• **TASK DESCRIPTION**:
Convert the lines below into a JSON list of strings with one string per line, leaving out blank lines.

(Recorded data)
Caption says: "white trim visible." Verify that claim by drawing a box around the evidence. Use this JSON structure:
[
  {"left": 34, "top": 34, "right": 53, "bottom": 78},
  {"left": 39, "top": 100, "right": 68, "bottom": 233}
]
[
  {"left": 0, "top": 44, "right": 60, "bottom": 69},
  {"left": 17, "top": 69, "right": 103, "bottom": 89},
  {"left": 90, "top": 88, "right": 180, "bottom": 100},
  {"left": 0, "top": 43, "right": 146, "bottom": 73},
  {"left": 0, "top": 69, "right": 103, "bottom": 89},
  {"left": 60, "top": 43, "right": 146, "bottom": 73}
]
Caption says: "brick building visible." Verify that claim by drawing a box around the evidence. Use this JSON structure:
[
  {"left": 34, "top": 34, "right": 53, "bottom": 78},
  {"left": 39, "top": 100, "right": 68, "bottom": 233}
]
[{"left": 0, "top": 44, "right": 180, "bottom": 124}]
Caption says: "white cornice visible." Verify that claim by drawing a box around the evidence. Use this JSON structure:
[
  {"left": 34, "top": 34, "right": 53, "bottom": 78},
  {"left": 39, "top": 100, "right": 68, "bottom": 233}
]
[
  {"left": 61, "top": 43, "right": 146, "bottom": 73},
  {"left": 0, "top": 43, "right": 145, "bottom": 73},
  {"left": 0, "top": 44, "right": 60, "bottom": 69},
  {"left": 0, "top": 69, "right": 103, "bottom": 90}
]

• **EXERCISE OUTPUT**:
[
  "Caption says: \"white trim visible.\" Verify that claim by drawing a box around the evidence. Use this JSON structure:",
  "[",
  "  {\"left\": 34, \"top\": 34, \"right\": 53, \"bottom\": 78},",
  "  {\"left\": 39, \"top\": 100, \"right\": 68, \"bottom\": 233}",
  "]",
  "[",
  "  {\"left\": 0, \"top\": 44, \"right\": 60, \"bottom\": 69},",
  "  {\"left\": 17, \"top\": 69, \"right\": 103, \"bottom\": 89},",
  "  {\"left\": 90, \"top\": 88, \"right\": 180, \"bottom\": 100},",
  "  {\"left\": 0, \"top\": 43, \"right\": 146, \"bottom\": 73},",
  "  {\"left\": 0, \"top\": 69, \"right\": 103, \"bottom\": 89},",
  "  {\"left\": 60, \"top\": 43, \"right\": 146, \"bottom\": 73}",
  "]",
  "Caption says: \"brick building visible.\" Verify that claim by drawing a box around the evidence. Use this JSON structure:",
  "[",
  "  {\"left\": 34, \"top\": 34, \"right\": 53, \"bottom\": 78},",
  "  {\"left\": 39, \"top\": 100, \"right\": 68, \"bottom\": 233}",
  "]",
  "[{\"left\": 0, \"top\": 44, \"right\": 180, \"bottom\": 124}]",
  "Caption says: \"white cornice visible.\" Verify that claim by drawing a box around the evidence. Use this JSON structure:",
  "[",
  "  {\"left\": 34, \"top\": 34, \"right\": 53, \"bottom\": 78},",
  "  {\"left\": 39, \"top\": 100, \"right\": 68, \"bottom\": 233}",
  "]",
  "[",
  "  {\"left\": 61, \"top\": 43, \"right\": 146, \"bottom\": 73},",
  "  {\"left\": 0, \"top\": 43, \"right\": 145, \"bottom\": 73},",
  "  {\"left\": 0, \"top\": 44, \"right\": 60, \"bottom\": 69},",
  "  {\"left\": 0, \"top\": 69, \"right\": 103, \"bottom\": 90}",
  "]"
]